## Stated goal 1
How many pages long is the plan book described in the blog post about the Tiny Solar House?
## Stated goal 2
Write a continuation of the blog post about the Tiny Solar House plans, beginning right after its last line.

## Text
* * * * * * *

Tiny Solar House

Tiny Solar House


Michael has been busy over at the Tiny House Design blog. He made a big milestone today and posted his 400th post. Congratulations Michael!

To celebrate Michael announced his new plan called the Tiny Solar House a Simple Do-it-Yourself Plan. He is starting a new series of plans and is making them very affordable. You can get your own set for only $9.99.

I’ve had the opportunity to preview the plans and in my humble opinion Michael should be selling these for much, much more.


This design is based after a salt box style with a solar flair. With it’s large windows it will bring in the sunshine by day and keep your house warmer in the evening. At 8′ x 12′ this house could be easily transported and with a total of 96 square feet should fall under just about any place to build without a permit.

I am impressed with detail Michael puts into this 40 page plan book and the instructions to build it are easy to follow. I know others who are selling their plans for many times this amount and you will not find the detail in them that Michael has included here.

I must admit this is my favorite of his designs so far and if I could I would start building one for myself and use it for a home office and spare bedroom.

Michael has not set up a sales page for this one yet but if you like it as much as I do, you can buy it here with this buy now button.

Tiny Solar House – Simple Do-It-Yourself Tiny House Plans
PDF Format – 40 Pages – $9.99

Click here to view more details and to buy


solar house framing

solar house loft

solar house in landscape

Tiny Solar House – Simple Do-It-Yourself Tiny House Plans
PDF Format – 40 Pages – $9.99

Buy Now


  1. If the Tiny House movement issued an award every year, my vote would go to Michael!

    He’s the man.

    What makes his blog appealing is that he identifies with his readers and says ‘Look, I know what you’re thinking–these mod, uber stylish tiny structures are cool but they are impractical and grossly over-priced so let me use my brains, good sense and creative skills to come up with real plans for real people with real concerns.’

    Other votes would go to Kent, Peter King and Lamar of Solar Homesteading.

  2. kudos…as well, there was a post a while ago about Jay at tumbleeed marking down his $900 + plans to “resaonable” rates of $99. These here at ten bucks, are even better still. As a builder / remodel carpenter I personally do not have aneed tfor these…but many lay people will.

* * * * * * *

## Excerpted data
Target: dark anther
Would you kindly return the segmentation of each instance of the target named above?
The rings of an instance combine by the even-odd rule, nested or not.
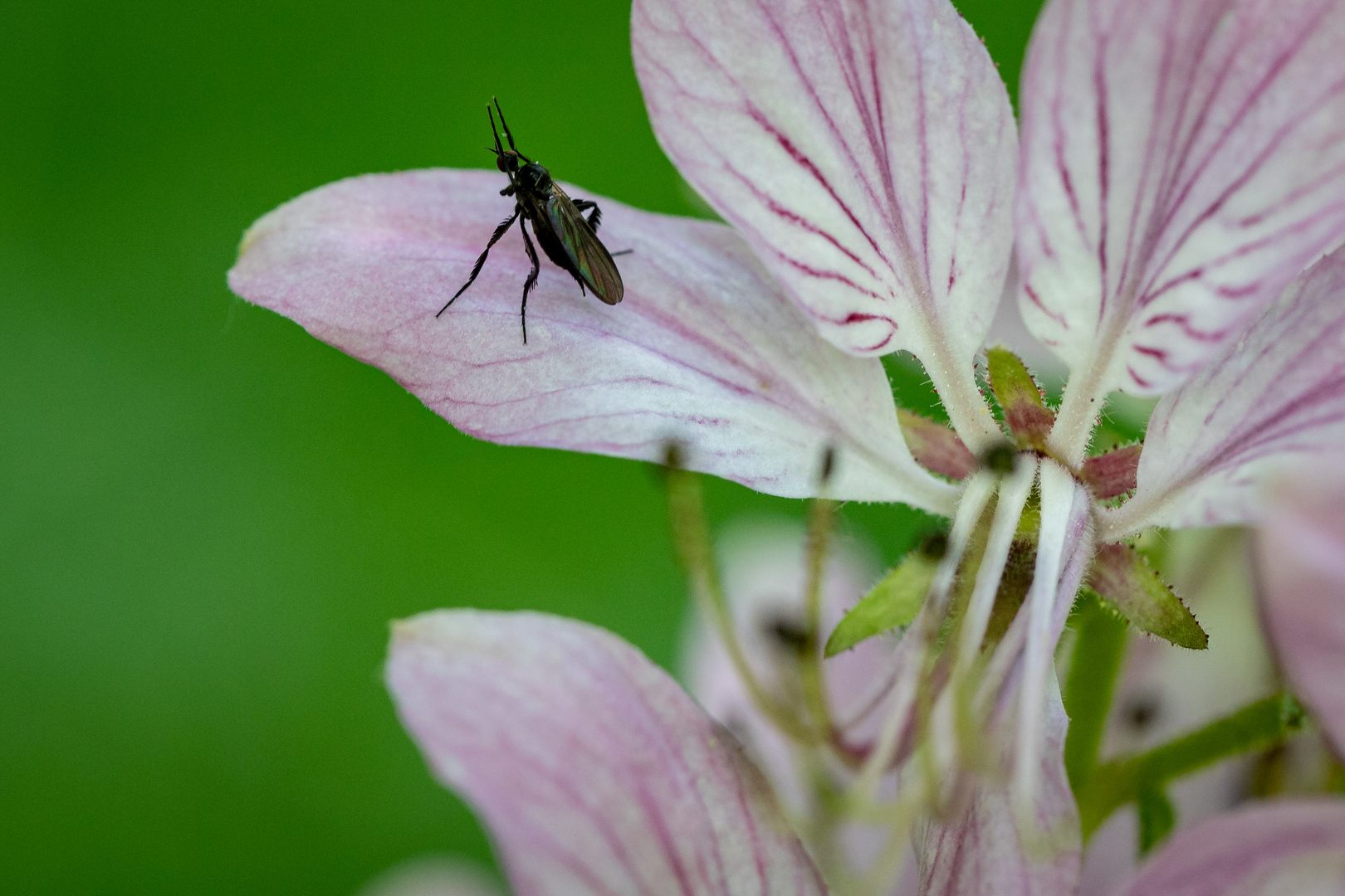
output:
[[[663,446],[663,466],[670,470],[681,470],[685,462],[686,455],[681,445],[668,442]]]
[[[837,450],[835,447],[829,445],[826,450],[822,451],[822,476],[820,476],[822,485],[826,485],[827,482],[831,481],[831,474],[835,472],[835,469],[837,469]]]
[[[1131,697],[1126,704],[1126,724],[1135,731],[1143,732],[1158,720],[1158,697],[1153,695],[1139,695]]]
[[[981,455],[981,466],[999,476],[1009,476],[1018,462],[1018,449],[1009,442],[1001,442]]]
[[[920,539],[920,556],[929,560],[942,560],[948,552],[948,536],[944,532],[933,532]]]
[[[769,615],[761,621],[761,629],[781,647],[794,653],[803,653],[812,645],[812,634],[807,626],[790,615]]]

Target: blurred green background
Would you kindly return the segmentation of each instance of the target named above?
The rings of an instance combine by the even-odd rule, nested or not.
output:
[[[959,4],[1010,83],[1037,5]],[[690,214],[628,15],[4,5],[0,891],[350,893],[409,856],[490,861],[383,693],[390,618],[538,607],[672,661],[647,467],[473,442],[225,287],[243,228],[308,188],[488,167],[491,94],[558,176]],[[919,524],[847,519],[889,559]]]

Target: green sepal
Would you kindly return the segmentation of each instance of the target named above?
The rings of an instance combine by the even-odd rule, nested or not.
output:
[[[916,463],[950,480],[964,480],[976,469],[976,455],[943,423],[897,408],[901,437]]]
[[[1007,348],[986,352],[990,388],[1005,412],[1005,423],[1020,447],[1044,451],[1056,415],[1046,407],[1041,390],[1018,356]]]
[[[943,536],[925,539],[924,544],[882,576],[837,623],[827,638],[824,656],[834,657],[876,634],[911,625],[924,603],[946,547]]]
[[[1204,650],[1209,646],[1209,635],[1186,604],[1128,544],[1112,543],[1098,548],[1087,583],[1141,631],[1155,634],[1178,647]]]

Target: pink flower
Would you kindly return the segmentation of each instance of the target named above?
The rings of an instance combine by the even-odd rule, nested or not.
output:
[[[502,246],[434,317],[510,211],[494,172],[307,193],[249,231],[230,285],[480,438],[639,459],[675,441],[691,469],[791,497],[815,494],[830,447],[830,497],[951,516],[861,780],[892,772],[923,810],[963,807],[919,829],[927,892],[1069,892],[1052,656],[1081,580],[1122,600],[1123,537],[1256,521],[1268,476],[1345,438],[1345,254],[1303,271],[1345,238],[1345,4],[1052,0],[1021,134],[947,0],[638,0],[632,40],[656,134],[733,227],[601,200],[603,238],[633,250],[621,305],[543,267],[525,345],[527,261]],[[975,364],[1014,251],[1024,318],[1069,380],[1057,410],[993,382],[1005,433]],[[876,357],[898,349],[958,438],[909,418],[902,433]],[[1138,470],[1135,451],[1088,459],[1118,388],[1163,396]],[[989,643],[1029,506],[1032,584]],[[964,560],[978,571],[940,686],[928,662]],[[1130,598],[1138,625],[1194,642],[1184,610]],[[820,888],[732,744],[628,646],[539,617],[399,631],[404,717],[495,826],[521,893]],[[1282,858],[1254,845],[1267,818],[1338,844],[1337,810],[1220,822],[1224,844],[1146,873],[1225,861],[1227,844]]]

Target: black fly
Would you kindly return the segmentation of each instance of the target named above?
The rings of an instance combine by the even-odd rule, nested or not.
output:
[[[523,222],[533,222],[533,232],[537,235],[537,242],[542,244],[542,251],[558,267],[570,273],[570,277],[578,282],[581,293],[588,286],[604,302],[616,305],[621,301],[624,287],[621,286],[621,274],[616,270],[616,262],[612,261],[611,253],[597,238],[597,226],[603,219],[597,203],[566,196],[560,185],[551,180],[551,172],[521,153],[514,145],[514,134],[504,124],[504,110],[500,109],[499,99],[495,99],[495,111],[500,114],[500,128],[504,129],[508,149],[500,144],[500,134],[495,130],[495,116],[491,113],[491,107],[486,106],[486,114],[491,120],[491,132],[495,134],[495,148],[491,152],[495,153],[495,167],[508,175],[508,187],[500,191],[500,196],[514,196],[514,214],[495,228],[491,240],[486,243],[486,251],[472,267],[472,275],[463,283],[463,289],[457,290],[453,298],[438,309],[438,314],[447,312],[448,306],[467,292],[476,275],[482,273],[486,257],[491,254],[491,246],[498,243],[510,226],[518,220],[518,228],[523,231],[523,246],[533,262],[533,270],[523,281],[523,308],[519,312],[523,322],[523,343],[526,344],[527,294],[537,285],[542,263],[537,259],[537,250],[533,249],[533,240],[529,239]],[[519,164],[519,160],[523,164]],[[586,219],[581,214],[585,211],[589,212]]]

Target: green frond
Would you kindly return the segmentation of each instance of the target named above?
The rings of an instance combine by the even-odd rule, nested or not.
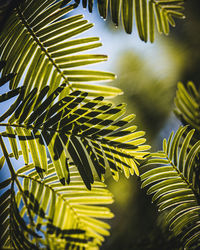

* * * * * * *

## Task response 1
40 pages

## Task response 2
    The one listed is simular to our design …simple passive solar. we are a bit larger though at 11 x 20 feet.

  3. Maybe I am missing something here, I really like the design of this place as it could easily be used for multiple purposes without looking out of sync with it’s surroundings. You might even be able to thumb your nose at your obnoxious neighbours especially when the Heating & Hydro bills come in. What doesn’t look right to me though is the Depth is 12 ft while the Width appears to be larger than 8ft. If the bed is set to the Depth as in the drawing that measurement isn’t 12ft. Was this an error in the drawing?

    • Hi Glen – after looking over the plans and talking with Michael, I realized the picture actually shows two units together. So the actual size of this one is 12×16 not 8×12. I am going to add a page from his plan book that shows this idea better as I know I was confused also.

  4. Re: Jay Shafer @ Tumbleweed Tiny House:
    …I must admit I haven’t seen that much money charged for actual building plans with such minimal visuals in a while.
    $1000.00?= No…not if he wants to be considered ethical.
    (Despite his crabby response as to why he charges such astronomical prices on his blog.)
    There’s enough for the needs of humanity, if properly managed–but there will never be enough for the greeds of humanity.

  5. The use of the sun could also be used to brighten the interior – east, west, north and south – I’d add surrounding windows and skylights – rather than rely on lighting.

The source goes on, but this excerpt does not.